#### Passage fourni ####

GLISSEMENT SEMANTIQUE POLEMIQUE? De la "laïcité ouverte" à la "laïcité positive"?

Publié le par SoPhie


"La mise en cause de la laïcité prend aujourd'hui des formes insidieuses, qui présentent le paradoxe de prétendre la respecter... tout en la redéfinissant. Or ces redéfinitions ressemblent le plus souvent à une contestation radicale qui n'avoue pas son nom. Qu'on en juge.
Première invention polémique: la notion de "laïcité ouverte", qui suggère que la laïcité "tout court" serait "fermée". Que peut donc vouloir dire une telle insinuation? S'agit-il de rouvrir la sphère publique à des emprises officielles des puissances religieuses? Mais dans ce cas, la religion cesserait d'être une affaire privée, relevant de la liberté de conscience de chacun, et le régime de droit public qui lui serait restitué bafouerait le principe d'égalité éthique des citoyens. L'esprit d'ouverture est une qualité. Mais il ne prend sens que par opposition à un défaut: la fermeture. C'est pourquoi on n'éprouve la nécessité d'ouvrir que ce qui exclut, enferme, et assujettit. Et on le fait au nom d'idéaux qui, quant à eux, formulent tout haut des exigences de justice. Les droits de l'homme, par exemple, proclament la liberté et l'égalité pour tous les êtres sans discrimination d'origine, de sexe, de religion ou de conviction spirituelle. Viendrait-il à l'idée de dire que les "droits de l'homme" doivent s'ouvrir? (...)

####

# [Objectif 1]
Citez le texte sur la laïcité depuis « GLISSEMENT SEMANTIQUE POLEMIQUE? » jusqu'à « Qu'on en juge. » inclus.
# [Objectif 2]
Traduisez en anglais cette phrase du texte sur la laïcité : « C'est pourquoi on n'éprouve la nécessité d'ouvrir que ce qui exclut, enferme, et assujettit. »
# [Objectif 3]
Poursuivez le texte sur la laïcité à partir de l'endroit où il s'arrête, s'il vous plaît.

#### Extraits de données ####

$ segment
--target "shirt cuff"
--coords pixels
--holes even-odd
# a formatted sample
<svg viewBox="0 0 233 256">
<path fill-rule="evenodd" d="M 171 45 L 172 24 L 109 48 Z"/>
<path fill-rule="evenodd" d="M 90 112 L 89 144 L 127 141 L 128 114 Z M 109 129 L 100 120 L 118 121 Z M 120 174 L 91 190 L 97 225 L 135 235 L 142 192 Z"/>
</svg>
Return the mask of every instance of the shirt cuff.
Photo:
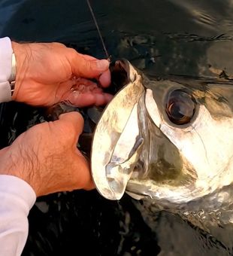
<svg viewBox="0 0 233 256">
<path fill-rule="evenodd" d="M 12 46 L 9 38 L 0 38 L 0 102 L 11 100 L 11 86 Z"/>
<path fill-rule="evenodd" d="M 0 194 L 11 195 L 16 206 L 20 206 L 26 215 L 36 200 L 35 193 L 27 182 L 8 175 L 0 175 Z"/>
</svg>

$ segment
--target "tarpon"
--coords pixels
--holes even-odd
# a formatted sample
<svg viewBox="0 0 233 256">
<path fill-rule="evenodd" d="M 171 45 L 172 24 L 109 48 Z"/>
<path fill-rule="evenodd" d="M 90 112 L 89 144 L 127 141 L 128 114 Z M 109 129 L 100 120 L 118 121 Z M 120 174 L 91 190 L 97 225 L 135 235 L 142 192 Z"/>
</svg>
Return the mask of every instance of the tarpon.
<svg viewBox="0 0 233 256">
<path fill-rule="evenodd" d="M 112 80 L 123 87 L 105 108 L 92 146 L 99 193 L 120 200 L 126 192 L 184 212 L 229 209 L 232 83 L 151 78 L 127 60 L 116 62 Z"/>
</svg>

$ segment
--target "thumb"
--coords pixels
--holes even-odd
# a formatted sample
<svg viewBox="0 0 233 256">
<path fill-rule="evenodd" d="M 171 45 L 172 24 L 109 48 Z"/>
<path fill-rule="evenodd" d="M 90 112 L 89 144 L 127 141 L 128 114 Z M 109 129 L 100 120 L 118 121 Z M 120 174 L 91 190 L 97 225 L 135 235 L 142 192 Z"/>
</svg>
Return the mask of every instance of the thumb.
<svg viewBox="0 0 233 256">
<path fill-rule="evenodd" d="M 77 52 L 71 58 L 70 64 L 74 75 L 86 78 L 97 78 L 109 68 L 107 59 L 88 59 Z"/>
<path fill-rule="evenodd" d="M 56 121 L 55 121 L 56 122 Z M 78 112 L 68 112 L 59 115 L 59 123 L 63 123 L 67 128 L 68 133 L 77 135 L 77 140 L 79 136 L 83 133 L 84 120 L 81 114 Z"/>
</svg>

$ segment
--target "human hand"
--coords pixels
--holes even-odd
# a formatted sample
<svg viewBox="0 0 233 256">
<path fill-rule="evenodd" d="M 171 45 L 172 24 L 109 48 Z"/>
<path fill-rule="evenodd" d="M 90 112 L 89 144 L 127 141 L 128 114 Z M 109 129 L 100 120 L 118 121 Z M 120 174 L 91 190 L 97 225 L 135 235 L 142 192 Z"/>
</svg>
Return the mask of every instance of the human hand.
<svg viewBox="0 0 233 256">
<path fill-rule="evenodd" d="M 37 197 L 94 187 L 89 166 L 77 148 L 83 119 L 79 113 L 35 125 L 0 151 L 0 174 L 28 182 Z"/>
<path fill-rule="evenodd" d="M 50 106 L 68 101 L 77 106 L 104 105 L 112 96 L 103 87 L 110 81 L 106 59 L 98 60 L 59 43 L 12 42 L 17 59 L 13 99 L 33 105 Z"/>
</svg>

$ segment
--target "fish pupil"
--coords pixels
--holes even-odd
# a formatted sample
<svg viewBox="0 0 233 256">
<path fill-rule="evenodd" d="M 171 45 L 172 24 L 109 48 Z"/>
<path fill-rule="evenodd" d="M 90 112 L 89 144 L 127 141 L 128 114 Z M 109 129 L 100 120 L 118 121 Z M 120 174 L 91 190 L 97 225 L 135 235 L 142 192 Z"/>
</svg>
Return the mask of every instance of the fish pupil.
<svg viewBox="0 0 233 256">
<path fill-rule="evenodd" d="M 172 123 L 186 124 L 191 121 L 194 115 L 195 102 L 188 93 L 176 90 L 170 93 L 165 110 Z"/>
</svg>

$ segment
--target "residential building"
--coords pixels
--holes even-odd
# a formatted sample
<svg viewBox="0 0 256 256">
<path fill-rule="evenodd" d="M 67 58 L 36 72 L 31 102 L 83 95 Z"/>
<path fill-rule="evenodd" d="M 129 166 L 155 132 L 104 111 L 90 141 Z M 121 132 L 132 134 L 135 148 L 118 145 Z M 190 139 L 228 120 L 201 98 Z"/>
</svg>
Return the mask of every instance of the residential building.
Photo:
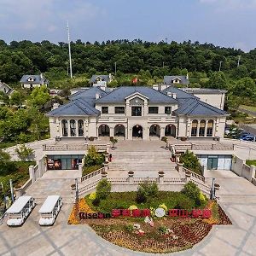
<svg viewBox="0 0 256 256">
<path fill-rule="evenodd" d="M 52 138 L 213 139 L 223 137 L 228 113 L 175 86 L 95 86 L 48 116 Z"/>
<path fill-rule="evenodd" d="M 42 85 L 49 85 L 49 81 L 43 73 L 39 75 L 23 75 L 20 83 L 23 88 L 35 88 Z"/>
<path fill-rule="evenodd" d="M 108 83 L 113 81 L 113 78 L 111 73 L 108 75 L 93 75 L 89 83 L 90 86 L 106 87 Z"/>
<path fill-rule="evenodd" d="M 186 76 L 164 76 L 164 84 L 188 85 L 189 84 L 189 74 Z"/>
<path fill-rule="evenodd" d="M 0 91 L 3 91 L 7 96 L 10 96 L 15 90 L 7 84 L 0 81 Z"/>
</svg>

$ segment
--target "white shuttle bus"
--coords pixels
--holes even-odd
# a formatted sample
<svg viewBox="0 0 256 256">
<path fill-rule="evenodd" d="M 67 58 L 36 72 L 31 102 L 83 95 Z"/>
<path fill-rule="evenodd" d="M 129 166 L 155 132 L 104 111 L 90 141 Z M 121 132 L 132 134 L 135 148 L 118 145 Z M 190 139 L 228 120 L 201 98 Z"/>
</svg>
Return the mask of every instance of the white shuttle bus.
<svg viewBox="0 0 256 256">
<path fill-rule="evenodd" d="M 39 210 L 41 218 L 39 225 L 52 225 L 62 206 L 62 198 L 60 195 L 49 195 Z"/>
<path fill-rule="evenodd" d="M 35 200 L 32 196 L 22 195 L 6 211 L 9 226 L 20 226 L 35 207 Z"/>
</svg>

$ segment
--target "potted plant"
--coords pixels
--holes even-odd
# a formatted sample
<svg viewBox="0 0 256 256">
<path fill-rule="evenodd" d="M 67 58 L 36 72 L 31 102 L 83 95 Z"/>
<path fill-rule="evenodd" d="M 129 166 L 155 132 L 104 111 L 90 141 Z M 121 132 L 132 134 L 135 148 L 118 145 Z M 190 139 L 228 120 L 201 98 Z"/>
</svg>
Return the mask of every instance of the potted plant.
<svg viewBox="0 0 256 256">
<path fill-rule="evenodd" d="M 114 147 L 114 144 L 117 143 L 118 140 L 116 138 L 114 138 L 113 137 L 110 137 L 110 142 L 112 143 L 112 149 L 114 149 L 115 147 Z"/>
<path fill-rule="evenodd" d="M 23 195 L 22 191 L 22 186 L 18 184 L 14 188 L 14 190 L 15 192 L 16 197 L 20 197 Z"/>
<path fill-rule="evenodd" d="M 133 177 L 133 175 L 134 175 L 134 172 L 132 172 L 132 171 L 128 172 L 128 176 L 129 177 Z"/>
<path fill-rule="evenodd" d="M 185 172 L 185 176 L 186 176 L 186 177 L 191 177 L 191 172 L 189 172 L 189 171 L 187 171 L 187 172 Z"/>
<path fill-rule="evenodd" d="M 216 190 L 218 190 L 219 188 L 220 188 L 220 185 L 219 185 L 218 183 L 215 183 L 215 184 L 214 184 L 214 189 L 215 189 Z"/>
<path fill-rule="evenodd" d="M 102 172 L 102 177 L 107 177 L 107 175 L 108 175 L 107 172 L 105 172 L 105 171 Z"/>
<path fill-rule="evenodd" d="M 161 141 L 165 142 L 166 143 L 166 148 L 167 149 L 169 148 L 168 147 L 168 138 L 166 136 L 164 136 L 164 137 L 162 137 Z"/>
<path fill-rule="evenodd" d="M 158 175 L 159 175 L 159 177 L 164 177 L 165 172 L 162 171 L 160 171 L 160 172 L 158 172 Z"/>
</svg>

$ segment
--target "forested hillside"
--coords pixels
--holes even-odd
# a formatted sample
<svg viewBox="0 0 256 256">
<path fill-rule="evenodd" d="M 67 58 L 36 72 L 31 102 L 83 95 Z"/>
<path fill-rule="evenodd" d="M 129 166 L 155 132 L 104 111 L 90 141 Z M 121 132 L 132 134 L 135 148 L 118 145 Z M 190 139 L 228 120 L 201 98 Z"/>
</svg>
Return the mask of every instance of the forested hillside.
<svg viewBox="0 0 256 256">
<path fill-rule="evenodd" d="M 2 40 L 0 79 L 18 84 L 24 73 L 42 72 L 49 79 L 50 87 L 84 86 L 93 73 L 113 73 L 116 62 L 116 79 L 110 86 L 130 85 L 135 75 L 138 75 L 139 84 L 152 84 L 161 82 L 164 75 L 189 72 L 190 86 L 228 89 L 230 98 L 241 96 L 247 103 L 256 101 L 256 49 L 245 53 L 198 42 L 156 44 L 141 40 L 101 44 L 78 40 L 72 42 L 71 48 L 76 78 L 73 81 L 67 74 L 66 43 L 13 41 L 8 44 Z M 220 65 L 222 72 L 218 72 Z"/>
</svg>

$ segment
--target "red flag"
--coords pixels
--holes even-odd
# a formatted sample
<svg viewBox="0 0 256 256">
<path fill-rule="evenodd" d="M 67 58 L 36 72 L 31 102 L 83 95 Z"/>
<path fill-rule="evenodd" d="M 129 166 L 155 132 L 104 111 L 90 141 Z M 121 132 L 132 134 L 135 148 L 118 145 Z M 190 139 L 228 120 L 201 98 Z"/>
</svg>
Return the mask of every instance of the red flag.
<svg viewBox="0 0 256 256">
<path fill-rule="evenodd" d="M 132 84 L 137 84 L 137 78 L 132 79 Z"/>
</svg>

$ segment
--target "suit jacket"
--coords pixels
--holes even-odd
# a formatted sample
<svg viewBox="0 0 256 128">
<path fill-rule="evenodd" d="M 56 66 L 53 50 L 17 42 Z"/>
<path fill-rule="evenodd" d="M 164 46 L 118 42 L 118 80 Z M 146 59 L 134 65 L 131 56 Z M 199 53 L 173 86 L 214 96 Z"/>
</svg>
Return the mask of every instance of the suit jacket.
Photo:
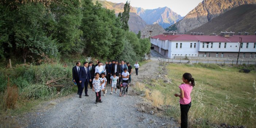
<svg viewBox="0 0 256 128">
<path fill-rule="evenodd" d="M 110 72 L 110 67 L 109 67 L 109 65 L 108 64 L 106 64 L 105 65 L 105 69 L 106 69 L 106 73 L 109 73 Z"/>
<path fill-rule="evenodd" d="M 89 67 L 89 66 L 88 66 L 88 67 Z M 90 71 L 90 73 L 91 74 L 91 77 L 92 79 L 93 79 L 94 78 L 94 76 L 95 75 L 95 74 L 94 74 L 94 73 L 95 72 L 95 67 L 93 66 L 92 66 L 92 69 L 91 69 L 91 70 Z"/>
<path fill-rule="evenodd" d="M 122 65 L 120 65 L 120 73 L 122 75 L 122 73 L 124 72 L 124 69 L 126 68 L 126 69 L 127 69 L 127 71 L 128 70 L 128 66 L 127 66 L 127 65 L 126 64 L 124 64 L 124 68 L 123 68 L 123 66 L 122 66 Z"/>
<path fill-rule="evenodd" d="M 81 69 L 81 67 L 79 67 L 80 69 Z M 76 66 L 72 68 L 72 73 L 73 76 L 73 79 L 74 79 L 77 82 L 78 82 L 79 81 L 79 73 L 77 72 L 77 69 Z"/>
<path fill-rule="evenodd" d="M 111 73 L 113 74 L 113 73 L 115 73 L 115 66 L 116 65 L 115 64 L 113 64 L 112 65 L 112 67 L 111 69 Z M 119 75 L 119 73 L 120 73 L 120 65 L 119 64 L 117 65 L 117 66 L 116 67 L 116 73 L 117 73 L 117 74 L 116 74 L 116 76 L 118 76 Z"/>
<path fill-rule="evenodd" d="M 86 68 L 87 69 L 87 73 L 85 71 L 85 67 L 81 67 L 79 71 L 79 81 L 82 81 L 82 82 L 85 82 L 87 81 L 87 82 L 89 82 L 90 79 L 92 79 L 91 77 L 91 73 L 90 73 L 89 70 L 89 67 Z"/>
</svg>

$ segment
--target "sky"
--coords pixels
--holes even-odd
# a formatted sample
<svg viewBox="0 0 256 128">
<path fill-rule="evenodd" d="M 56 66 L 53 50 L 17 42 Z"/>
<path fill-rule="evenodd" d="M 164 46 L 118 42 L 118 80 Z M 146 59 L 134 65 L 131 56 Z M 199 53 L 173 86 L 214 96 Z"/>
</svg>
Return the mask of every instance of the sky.
<svg viewBox="0 0 256 128">
<path fill-rule="evenodd" d="M 125 3 L 127 0 L 106 0 L 113 3 Z M 152 9 L 167 7 L 173 11 L 185 16 L 203 0 L 128 0 L 133 7 Z"/>
</svg>

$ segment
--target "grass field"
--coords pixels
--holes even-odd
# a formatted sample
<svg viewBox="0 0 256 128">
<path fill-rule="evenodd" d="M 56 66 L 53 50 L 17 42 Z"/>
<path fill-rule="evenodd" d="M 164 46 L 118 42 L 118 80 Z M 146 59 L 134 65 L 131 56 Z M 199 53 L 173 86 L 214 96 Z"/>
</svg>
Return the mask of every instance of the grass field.
<svg viewBox="0 0 256 128">
<path fill-rule="evenodd" d="M 179 93 L 178 86 L 182 82 L 183 74 L 190 73 L 196 81 L 191 93 L 192 106 L 189 113 L 190 127 L 208 127 L 213 124 L 226 123 L 231 126 L 254 127 L 256 72 L 241 73 L 237 68 L 205 65 L 207 65 L 170 64 L 166 66 L 166 77 L 172 80 L 171 84 L 165 83 L 163 79 L 152 79 L 155 86 L 146 86 L 153 95 L 157 90 L 164 96 L 159 98 L 164 99 L 161 104 L 172 106 L 165 113 L 179 121 L 179 98 L 174 94 Z"/>
</svg>

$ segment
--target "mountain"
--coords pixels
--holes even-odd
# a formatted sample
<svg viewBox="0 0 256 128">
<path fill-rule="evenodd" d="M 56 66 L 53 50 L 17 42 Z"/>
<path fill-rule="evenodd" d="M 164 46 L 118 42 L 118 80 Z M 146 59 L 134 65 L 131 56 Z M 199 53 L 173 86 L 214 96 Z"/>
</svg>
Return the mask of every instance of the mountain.
<svg viewBox="0 0 256 128">
<path fill-rule="evenodd" d="M 146 10 L 141 8 L 134 8 L 137 10 L 137 14 L 147 23 L 149 24 L 158 23 L 164 28 L 170 26 L 183 18 L 166 7 Z"/>
<path fill-rule="evenodd" d="M 96 2 L 96 0 L 93 0 Z M 113 3 L 105 0 L 99 0 L 102 6 L 111 10 L 115 10 L 116 13 L 124 11 L 123 3 Z M 159 8 L 153 9 L 144 9 L 141 8 L 131 6 L 130 12 L 136 13 L 141 18 L 148 24 L 158 23 L 165 28 L 182 19 L 183 17 L 167 7 Z"/>
<path fill-rule="evenodd" d="M 184 34 L 236 7 L 255 4 L 256 0 L 204 0 L 182 20 L 166 30 L 176 30 L 179 34 Z"/>
<path fill-rule="evenodd" d="M 162 34 L 163 32 L 164 31 L 164 29 L 158 23 L 147 25 L 141 31 L 141 37 L 140 38 L 148 38 L 150 35 L 150 31 L 153 31 L 151 35 L 151 36 L 154 36 Z M 144 37 L 143 35 L 145 35 Z"/>
<path fill-rule="evenodd" d="M 240 5 L 212 19 L 203 25 L 187 32 L 200 32 L 205 35 L 213 33 L 220 35 L 221 31 L 248 32 L 256 31 L 256 4 Z"/>
</svg>

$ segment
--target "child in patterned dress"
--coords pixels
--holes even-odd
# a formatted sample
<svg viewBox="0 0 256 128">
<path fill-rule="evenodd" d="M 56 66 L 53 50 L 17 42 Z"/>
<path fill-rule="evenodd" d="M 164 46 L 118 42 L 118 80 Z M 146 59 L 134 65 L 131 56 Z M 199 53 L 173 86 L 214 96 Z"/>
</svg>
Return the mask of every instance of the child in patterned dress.
<svg viewBox="0 0 256 128">
<path fill-rule="evenodd" d="M 96 102 L 95 104 L 97 104 L 98 102 L 102 103 L 101 96 L 101 85 L 102 85 L 105 81 L 102 78 L 100 78 L 100 73 L 95 73 L 95 78 L 93 80 L 93 91 L 95 92 L 96 94 Z"/>
</svg>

####

# [Bonne réponse 1]
GLISSEMENT SEMANTIQUE POLEMIQUE? De la "laïcité ouverte" à la "laïcité positive"?

Publié le par SoPhie


"La mise en cause de la laïcité prend aujourd'hui des formes insidieuses, qui présentent le paradoxe de prétendre la respecter... tout en la redéfinissant. Or ces redéfinitions ressemblent le plus souvent à une contestation radicale qui n'avoue pas son nom. Qu'on en juge.

# [Bonne réponse 2]
That is why one feels the need to open only what excludes, confines, and subjugates.

# [Bonne réponse 3]
La laïcité, rappelons-le, c'est l'affirmation simultanée de trois valeurs qui sont aussi des principes d'organisation politique: la liberté de conscience fondée sur l'autonomie de la personne et de sa sphère privée, la pleine égalité des athées, des agnostiques et des divers croyants, et le souci d'universalité de la sphère publique, la loi commune ne devant promouvoir que ce qui est d'intérêt commun à tous. Ainsi comprise, la laïcité n'a pas à s'ouvrir ou se fermer. Elle doit vivre, tout simplement, sans aucun empiétement sur les principes qui font d'elle un idéal de concorde, ouvert à tous sans discrimination. La notion de laïcité ouverte est maniée par ceux qui en réalité contestent la vraie laïcité, mais n'osent pas s'opposer franchement aux valeurs qui la définissent. Que pourrait signifier ouvrir la laïcité, sinon mettre en cause un de ses trois principes constitutifs, voire les trois en même temps? Qu'on en juge. (...)
Notion désobligeante pour la vraie laïcité, la notion de "laïcité ouverte" est en réalité utilisée pour contester la reconduction de la religion à la sphère privée, et à l'universalité ainsi conquise pour la sphère publique. Pourtant, c'est ainsi que cette sphère publique peut mériter enfin son beau nom de république, res publica: bien commun à tous. (...)
Une telle laïcité n'est ni "dure" ni "molle": elle correspond à l'affranchissement de la sphère publique par rapport à toute tutelle religieuse; entre un tel affranchissement et une réattribution d'emprises publiques à la religion, il n'y a pas de troisième voie. L'alternative est donc bien: affirmation ou négation de la laïcité.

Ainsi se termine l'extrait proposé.